-- start Given information --

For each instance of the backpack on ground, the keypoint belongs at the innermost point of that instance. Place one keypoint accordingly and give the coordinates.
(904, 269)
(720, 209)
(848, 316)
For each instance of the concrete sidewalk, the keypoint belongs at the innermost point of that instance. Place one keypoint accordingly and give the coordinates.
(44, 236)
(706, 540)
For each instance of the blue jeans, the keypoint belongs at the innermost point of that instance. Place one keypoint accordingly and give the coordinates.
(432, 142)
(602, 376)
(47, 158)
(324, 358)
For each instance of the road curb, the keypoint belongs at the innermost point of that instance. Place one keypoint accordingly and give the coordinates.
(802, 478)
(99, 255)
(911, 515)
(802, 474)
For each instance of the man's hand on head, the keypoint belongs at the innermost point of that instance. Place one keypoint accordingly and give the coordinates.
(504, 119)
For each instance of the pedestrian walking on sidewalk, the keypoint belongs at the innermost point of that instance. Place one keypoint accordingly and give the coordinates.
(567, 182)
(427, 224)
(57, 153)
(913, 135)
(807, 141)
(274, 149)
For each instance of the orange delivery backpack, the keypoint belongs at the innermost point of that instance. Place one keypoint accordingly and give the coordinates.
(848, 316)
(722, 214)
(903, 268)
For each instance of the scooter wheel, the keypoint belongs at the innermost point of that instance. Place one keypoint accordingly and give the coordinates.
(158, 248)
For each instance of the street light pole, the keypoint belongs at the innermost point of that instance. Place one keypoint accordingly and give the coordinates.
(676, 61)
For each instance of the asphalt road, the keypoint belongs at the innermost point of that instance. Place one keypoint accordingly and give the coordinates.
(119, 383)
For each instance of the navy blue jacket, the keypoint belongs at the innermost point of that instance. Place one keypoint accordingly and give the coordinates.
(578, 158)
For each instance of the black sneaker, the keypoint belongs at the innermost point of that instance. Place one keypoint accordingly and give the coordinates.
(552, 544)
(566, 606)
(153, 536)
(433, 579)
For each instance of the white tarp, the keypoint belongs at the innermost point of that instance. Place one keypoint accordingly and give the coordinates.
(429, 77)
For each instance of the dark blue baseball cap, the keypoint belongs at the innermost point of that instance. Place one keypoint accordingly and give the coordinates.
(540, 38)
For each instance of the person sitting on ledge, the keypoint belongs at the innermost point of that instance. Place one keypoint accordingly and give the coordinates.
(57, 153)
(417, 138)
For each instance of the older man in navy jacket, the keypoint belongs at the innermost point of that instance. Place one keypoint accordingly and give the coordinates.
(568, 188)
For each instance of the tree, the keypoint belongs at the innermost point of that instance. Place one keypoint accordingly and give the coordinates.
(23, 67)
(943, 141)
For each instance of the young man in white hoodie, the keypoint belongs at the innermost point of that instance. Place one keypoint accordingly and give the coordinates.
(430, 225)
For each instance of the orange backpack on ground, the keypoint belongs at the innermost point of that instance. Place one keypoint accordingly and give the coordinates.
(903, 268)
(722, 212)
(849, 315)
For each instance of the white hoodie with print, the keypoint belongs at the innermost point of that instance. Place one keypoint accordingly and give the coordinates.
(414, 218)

-- end Given information --

* [What you have to do] Could you retype each of the lines above without any changes?

* [Response]
For each instance of the backpack on ground, the keypoint belongs at the innermost point of that instance. Place one keypoint accordingly and give the coordinates.
(904, 269)
(720, 209)
(848, 316)
For each instance of the concrete sidewalk, the keypoint belongs at the innermost point of that instance. Place one keypoint accordingly and give the coordinates.
(44, 236)
(706, 540)
For each instance of the blue jeans, the keypoint belongs at the innermost point of that instance. Place one keypoint accordingly and give the coordinates.
(432, 142)
(602, 376)
(47, 158)
(324, 358)
For each instance of the road curb, the keypoint belongs at the innermost point of that instance. Place one keypoint accordingly and give the coordinates.
(802, 478)
(99, 255)
(911, 515)
(802, 474)
For each instance of the man's hand on head, the keypoint belongs at the innermost point of that instance. Place one keypoint accordingly and give the coordinates.
(504, 119)
For each instance of the pedestrian walking on sidewalk, the keypoint belongs at the innermost point of that instance. Place one keypoint accordingly and give the coordinates.
(567, 182)
(427, 224)
(57, 153)
(913, 135)
(807, 141)
(274, 149)
For each instance of the orange delivery backpack, the keypoint belongs at the innermost point of that instance. Place one keypoint accordingly and give the coordinates.
(848, 316)
(722, 214)
(903, 268)
For each instance of the scooter wheel, the keypoint belongs at the innermost point of that instance. Place one keypoint accordingly and give the coordinates.
(158, 248)
For each instance of the street light pole, the keypoint belongs at the innermost point of that instance. Place one keypoint accordingly and give the coordinates.
(676, 61)
For each instance of the asphalt road, the keypoint belongs at the innermost point of that instance. Place one keypoint accordingly and give the coordinates.
(119, 383)
For each instance of the navy blue jacket, the keypoint belongs at the innermost point of that instance. Place one keypoint accordingly and give the coordinates.
(578, 158)
For each instance of the black sneaker, the keypoint belongs at the innermost point of that instance. Place one keypoint accordingly and give the coordinates.
(552, 544)
(566, 606)
(153, 536)
(433, 579)
For each instance of the white tarp, the keypoint belongs at the innermost point of that instance. Place one keypoint accordingly and give the coordinates.
(429, 77)
For each instance of the dark blue baseball cap, the keypoint belongs at the innermost point of that instance. Place one keypoint accordingly and give the coordinates.
(540, 38)
For each instance of the person sitting on ledge, the keypoint belongs at the innermost point of that instance. Place one keypoint accordingly and give the coordinates.
(57, 153)
(417, 138)
For each instance of the older man in navy jacket, the keypoint belongs at the innermost point of that instance. Place one keypoint accordingly and give the coordinates.
(568, 188)
For each instance of the tree, the keypoint belongs at the innermost point of that instance. Place one keypoint accordingly and give the coordinates.
(23, 67)
(943, 141)
For each instance of the young man in white hoodie, the keypoint belongs at the innermost point of that instance. Place one keypoint accordingly and give the coordinates.
(430, 225)
For each instance of the orange backpack on ground, the keypoint belongs at the innermost point of that instance. Place one keypoint accordingly and give the coordinates.
(903, 268)
(722, 212)
(849, 315)
For each instance of the white hoodie with print, the keypoint belongs at the innermost point of that instance. Place one keypoint accordingly and give the coordinates.
(414, 218)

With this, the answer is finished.